WRITTEN EXERCISE: Pick up the assignment handout on sunspot numbers and geomagnetic indices below after its last sentence and continue writing it.

TEXT TO READ:
# PHYS 481 Assignment 4: Regression and Machine Learning

On D2L, there are 2 datasets: daily sunspot number since 1818 (SN_d_tot_V2.0.csv) and geomagnetic indices (Kp and Ap) since 1932 (Kp_def.zip). The sunspot number data are from the World Data Center SILSO, Royal Observatory of Belgium, Brussels (https://www.sidc.be/SILSO/datafiles), while the geomagnetic data are from the GFZ German Research Centre for Geosciences, Potsdam, Germany (https://datapub.gfz-potsdam.de/download/10.5880.Kp.0001/). There is also a PDF description for the geomagnetic data (kp_index_data_description_20210311.pdf). Download the data from D2L to a local directory and unzip the zip file.

ROWS:
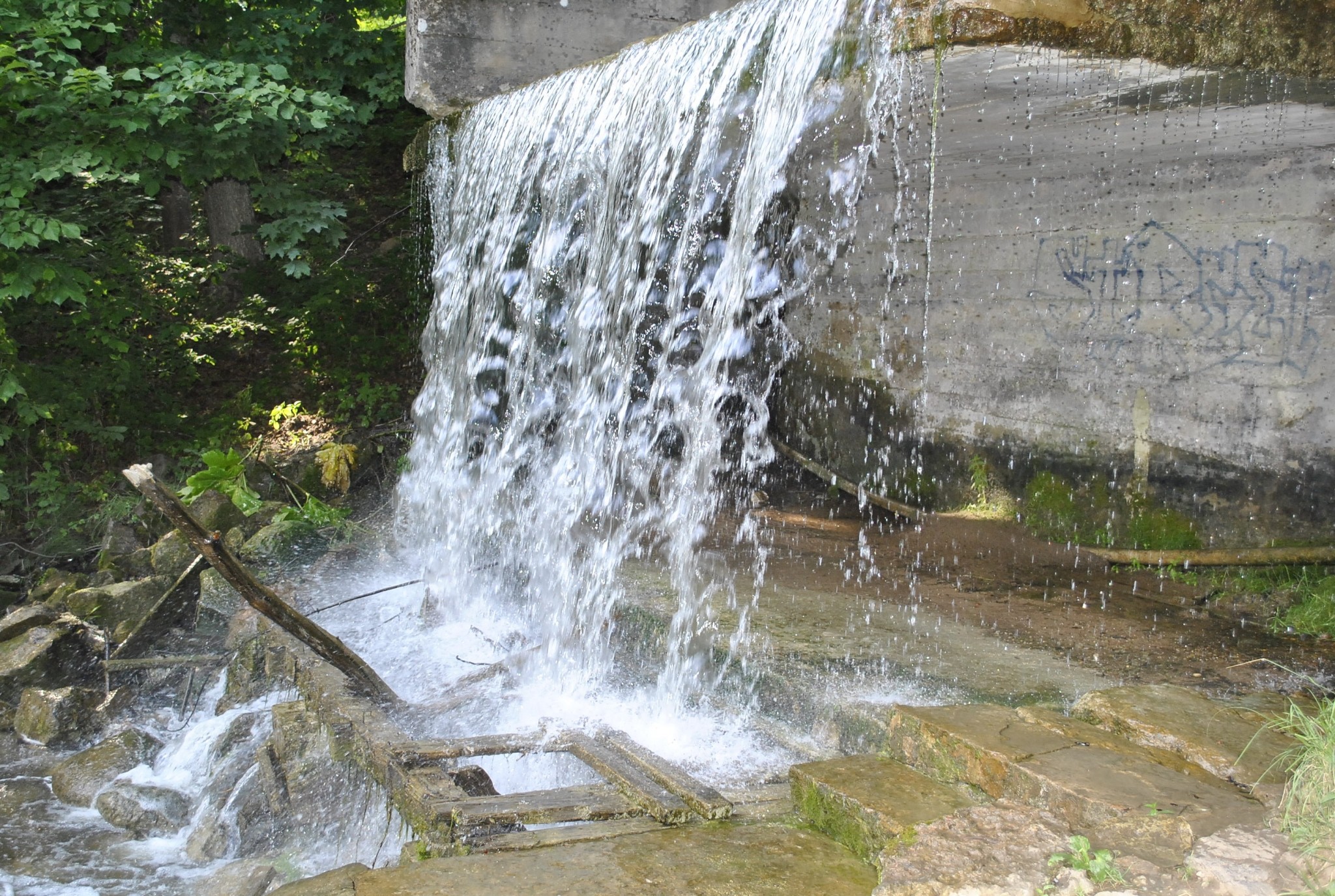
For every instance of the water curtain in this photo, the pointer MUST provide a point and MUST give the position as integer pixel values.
(613, 249)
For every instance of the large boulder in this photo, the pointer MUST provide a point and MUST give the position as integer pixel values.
(143, 809)
(24, 618)
(111, 607)
(78, 779)
(173, 555)
(55, 585)
(58, 716)
(215, 512)
(285, 542)
(47, 656)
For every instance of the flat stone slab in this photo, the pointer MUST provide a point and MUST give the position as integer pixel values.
(1141, 800)
(870, 803)
(1229, 742)
(716, 859)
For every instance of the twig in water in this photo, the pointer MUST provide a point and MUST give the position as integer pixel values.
(379, 590)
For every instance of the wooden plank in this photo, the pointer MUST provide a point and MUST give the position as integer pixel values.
(657, 800)
(428, 752)
(1219, 556)
(582, 803)
(258, 594)
(166, 663)
(703, 799)
(847, 485)
(173, 608)
(592, 831)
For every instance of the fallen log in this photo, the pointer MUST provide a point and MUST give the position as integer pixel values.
(170, 609)
(258, 594)
(1219, 556)
(845, 485)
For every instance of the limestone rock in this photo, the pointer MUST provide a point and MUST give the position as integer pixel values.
(46, 656)
(171, 555)
(55, 717)
(143, 809)
(55, 584)
(870, 802)
(215, 594)
(284, 542)
(1229, 742)
(113, 605)
(215, 512)
(1250, 861)
(244, 878)
(993, 848)
(341, 882)
(24, 618)
(78, 779)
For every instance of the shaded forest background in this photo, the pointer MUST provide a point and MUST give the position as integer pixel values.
(205, 227)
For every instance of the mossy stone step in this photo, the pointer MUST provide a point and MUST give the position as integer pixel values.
(1229, 742)
(868, 803)
(1124, 796)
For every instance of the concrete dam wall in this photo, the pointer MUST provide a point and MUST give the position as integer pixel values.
(1131, 262)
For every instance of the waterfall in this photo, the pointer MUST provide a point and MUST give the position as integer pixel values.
(613, 249)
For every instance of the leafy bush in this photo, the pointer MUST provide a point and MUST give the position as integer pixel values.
(225, 472)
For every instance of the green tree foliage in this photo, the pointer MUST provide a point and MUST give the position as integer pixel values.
(115, 342)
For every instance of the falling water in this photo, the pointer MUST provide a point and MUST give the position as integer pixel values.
(615, 246)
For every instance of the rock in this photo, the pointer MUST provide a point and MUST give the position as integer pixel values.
(121, 603)
(341, 882)
(55, 717)
(173, 555)
(78, 779)
(868, 803)
(219, 598)
(143, 809)
(121, 538)
(244, 878)
(1231, 743)
(1252, 861)
(55, 585)
(47, 656)
(24, 618)
(1098, 784)
(284, 542)
(995, 848)
(215, 512)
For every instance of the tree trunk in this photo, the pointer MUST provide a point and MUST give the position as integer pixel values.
(177, 214)
(229, 209)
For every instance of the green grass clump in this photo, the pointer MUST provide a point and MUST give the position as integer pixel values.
(1314, 612)
(1308, 808)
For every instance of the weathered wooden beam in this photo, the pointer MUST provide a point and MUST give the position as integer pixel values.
(258, 594)
(166, 663)
(164, 613)
(617, 770)
(703, 799)
(845, 485)
(1219, 556)
(428, 752)
(582, 803)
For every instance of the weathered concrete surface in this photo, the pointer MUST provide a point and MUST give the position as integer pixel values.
(460, 51)
(868, 803)
(717, 859)
(1131, 281)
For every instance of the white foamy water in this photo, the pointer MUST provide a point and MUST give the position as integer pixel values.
(615, 246)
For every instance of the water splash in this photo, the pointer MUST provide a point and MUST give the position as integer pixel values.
(613, 252)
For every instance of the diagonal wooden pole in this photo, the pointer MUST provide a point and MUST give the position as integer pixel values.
(210, 544)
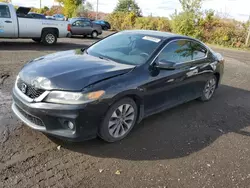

EXPECTED ANSWER:
**Data References:**

Matzka, J., Bronkalla, O., Tornow, K., Elger, K., Stolle, C., 2021. "Geomagnetic Kp index". V. 1.0. GFZ Data Services. https://doi.org/10.5880/Kp.0001

SILSO World Data Center, 2024. "The International Sunspot Number", International Sunspot Number Monthly Bulletin and online catalogue, Royal Observatory of Belgium, avenue Circulaire 3, 1180 Brussels, Belgium, http://www.sidc.be/silso/

## Question 1: Look at the data before you use it

From the sunspot number CSV file, extract the date (first 3 columns) and the sunspot number (5th column). From the Kp_def files, extract the date (first 6 characters) and the daily Ap index (characters 56, 57 and 58, counting the first character as "1"). Trim the sunspot dataset to start at the same day as the Ap dataset (1932-01-01), check that the resulting datasets are the same length, and plot both datasets. You should see a clear 11-year period in the sunspot data and a less-clear 11-year period in Ap.

**HINT**: You may wish to store the date as a numpy datetime64 type. For example:

    date = np.datetime64(f"{year:04d}-{month:02d}-{day:02d}").

This will make it easier to display the data without worrying about things like leap years.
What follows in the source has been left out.